Returning to branching step 116, if the GAME switch was set to 2
the operational sequence reaches the same point 171 through a more
elaborate series of steps 141 through 164, which are the detail
steps within composite step 140 of FIG. 6. As before the
illustrated series begins with a condition or title block 141. The
first actual step, diagrammed as "i=1," is to store a "1" in a
memory 428, FIG. 9, which is reserved for holding the number of the
player station being addressed. Memory 428 may be referred to as
the "address-station-`i` memory," or just as "i"--and hence the
notation "Set i=1" in FIG. 8a. Thus the following sequence of steps
is addressed to station 1. At step 143 similarly the value 8 is
stored in another memory 429, FIG. 9, that memory being used in
counting the number of times a display lamp is flashed. Memory 429
may be referred to as the "flashing-index-`j` memory," or just as
"j"--and hence the notation "Set j=8" at step 143. Next the
procedure is to turn on the LED display lamp for the station whose
number is stored in "i" memory 428, and emit an audio tone--step
146. The lamp and tone remain on while the apparatus waits for four
cycles of the microprocessor oscillator, step 147, and the player
at station "i" (the station where the LED lamp is illuminated) may
respond. If there is no response entered via the BUZZ switch S6
during the four-cycle pause, the branching step 148 passes control
to procedural step 149--and the LED lamp and tone are turned off.
At step 151 the apparatus waits for three cycles of the oscillator,
and then in step 151 the value of "j," the number stored in memory
429 (FIG. 9) is decreased by one. In branching step 153, if the
flashing-index value "j" has not yet reached zero the procedure
returns by path 145 to step 146, which repeats the query of station
"i" (so far, still station number 1). If there continues to be no
response from station "i" the light and tone flash again and again
as the apparatus goes through the control loop composed of steps
146 through 153 and return path 145, until the flash-index "j" is
found at step 153 to have reached zero. The branching step 153 then
directs the operation to step 162, where the number stored in
memory 428 (FIG. 9) is increased by one, and the new value of that
number is tested at step 163 to determine whether it has gone
beyond the value 6--corresponding to inquiry of all six player
stations. In the example so far the value of "i" is only 2, so the
answer to the branching question at step 163 is "no" and the
procedure follows return path 144 to step 143. If station 2 also is
not tended, so that the eight-flash inquiry elicits no response
from that station, the resulting procedure will be identical except
that at step 162 the value of "i" will be incremented to 3 before
returning to step 143. So far it will be noted that the values
stored in all the matrix memories 410 (FIG. 9) are still zero, as
they were set in step 112--and the values in the memories at rows
401 and 402 of that matrix will remain at zero throughout the
present game. Assuming, however, that there is at least one player
in the game, the loop consisting of steps 143 through 162, plus
step 163 and return paths 145 and 144, will in due course come to
the station(s) that will actually be played. If for example station
number 3 is to be played, then at some time during the eight-flash
inquiry cycle the player at that station will respond by pressing
his BUZZ switch handle. When the branching step 148 is next reached
control will then pass to step 154 instead of 149. In step 154 a
one will be stored in both of the memories corresponding to row 403
of FIG. 9. Stated more generally, both the player-present and the
player-active memories for station "i" are set to one, or in
abbreviated form "player(i)=1, active(i)=1." As i=3 in the example,
only the third pair of memories is affected. Next the tone is
turned off, step 155, and the random-count memory 427 (FIG. 9) is
loaded with a randomly selected value between 6 and 14, inclusive,
as and for the reasons previously discussed with respect to step
127. Steps 158 and 159 are provided to make certain that the BUZZ
switch has been released before the apparatus proceeds to later
steps, to avoid confusing the response from station i=3 with the
response from station i=4, and so on. In step 157 the apparatus
waits while a few microprocessor counts occur and then proceeds to
step 158, which tests to determine whether the BUZZ switch has been
released yet. If not, return path 159 starts the delay again; if
so, the LED lamp for station i=3 is turned off, step 161, and the
procedure returns to step 162--previously discussed.

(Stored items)
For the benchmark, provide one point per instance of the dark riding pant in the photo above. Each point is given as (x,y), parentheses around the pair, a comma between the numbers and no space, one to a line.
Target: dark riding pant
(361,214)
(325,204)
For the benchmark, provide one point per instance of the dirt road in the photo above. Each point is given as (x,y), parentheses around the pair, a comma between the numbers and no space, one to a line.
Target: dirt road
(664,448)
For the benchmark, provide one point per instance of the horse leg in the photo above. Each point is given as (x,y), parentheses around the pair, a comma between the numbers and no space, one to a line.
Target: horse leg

* * *

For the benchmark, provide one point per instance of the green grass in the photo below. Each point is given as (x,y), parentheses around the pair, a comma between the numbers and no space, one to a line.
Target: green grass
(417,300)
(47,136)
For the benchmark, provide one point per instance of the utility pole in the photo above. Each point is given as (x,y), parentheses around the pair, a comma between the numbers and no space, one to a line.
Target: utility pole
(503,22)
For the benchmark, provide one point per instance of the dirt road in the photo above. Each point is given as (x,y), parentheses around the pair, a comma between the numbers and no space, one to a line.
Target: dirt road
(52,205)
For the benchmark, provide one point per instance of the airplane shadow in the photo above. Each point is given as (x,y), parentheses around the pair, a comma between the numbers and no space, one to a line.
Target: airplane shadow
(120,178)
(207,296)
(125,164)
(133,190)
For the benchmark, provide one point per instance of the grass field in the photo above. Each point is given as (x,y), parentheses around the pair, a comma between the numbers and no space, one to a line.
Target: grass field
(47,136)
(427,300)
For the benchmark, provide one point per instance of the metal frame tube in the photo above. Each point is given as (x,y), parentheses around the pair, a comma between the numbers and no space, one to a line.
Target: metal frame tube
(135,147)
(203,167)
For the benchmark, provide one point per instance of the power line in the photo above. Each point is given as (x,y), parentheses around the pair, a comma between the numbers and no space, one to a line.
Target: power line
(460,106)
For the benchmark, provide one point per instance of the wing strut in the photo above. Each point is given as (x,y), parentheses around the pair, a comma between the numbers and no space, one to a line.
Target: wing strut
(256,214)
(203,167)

...

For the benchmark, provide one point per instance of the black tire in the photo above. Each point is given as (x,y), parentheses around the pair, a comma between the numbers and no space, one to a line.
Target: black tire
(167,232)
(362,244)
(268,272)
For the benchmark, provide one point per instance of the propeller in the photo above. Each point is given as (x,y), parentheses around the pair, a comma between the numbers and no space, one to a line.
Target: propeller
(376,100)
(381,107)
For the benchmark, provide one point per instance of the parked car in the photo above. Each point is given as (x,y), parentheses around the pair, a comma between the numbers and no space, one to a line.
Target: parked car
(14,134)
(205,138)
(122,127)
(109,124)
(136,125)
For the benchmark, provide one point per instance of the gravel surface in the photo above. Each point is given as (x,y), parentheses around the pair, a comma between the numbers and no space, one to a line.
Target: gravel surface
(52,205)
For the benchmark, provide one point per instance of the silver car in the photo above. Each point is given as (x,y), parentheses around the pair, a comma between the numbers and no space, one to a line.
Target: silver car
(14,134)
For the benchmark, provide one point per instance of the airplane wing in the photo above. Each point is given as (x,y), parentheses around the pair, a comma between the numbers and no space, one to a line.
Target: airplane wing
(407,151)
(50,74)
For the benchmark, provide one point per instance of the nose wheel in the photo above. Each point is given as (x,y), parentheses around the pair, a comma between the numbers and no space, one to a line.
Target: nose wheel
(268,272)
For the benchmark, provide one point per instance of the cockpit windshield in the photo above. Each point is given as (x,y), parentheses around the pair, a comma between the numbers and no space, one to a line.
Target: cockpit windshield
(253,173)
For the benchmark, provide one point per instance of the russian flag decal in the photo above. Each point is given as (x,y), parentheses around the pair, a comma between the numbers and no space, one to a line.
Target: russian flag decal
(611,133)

Exercise objective: Resume the description of the game apparatus's station-inquiry sequence above, beginning right after its final sentence.

Result:
The first three rows of the station-matrix memories in FIG. 9 might
now be represented thus:
______________________________________ i player present player
active ______________________________________ 1 0 0 2 0 0 3 1 1.
______________________________________
The apparatus next repeats the loop from steps 143 through 163
three more times, filling in either zeroes or ones in the remaining
three rows of the matrix, depending on whether responses to the
apparatus-generated "inquiries" are provided by the players. After
the sixth pass through the loop, the value of "i" at branching step
163 will be found to exceed 6, and control will pass to block 164.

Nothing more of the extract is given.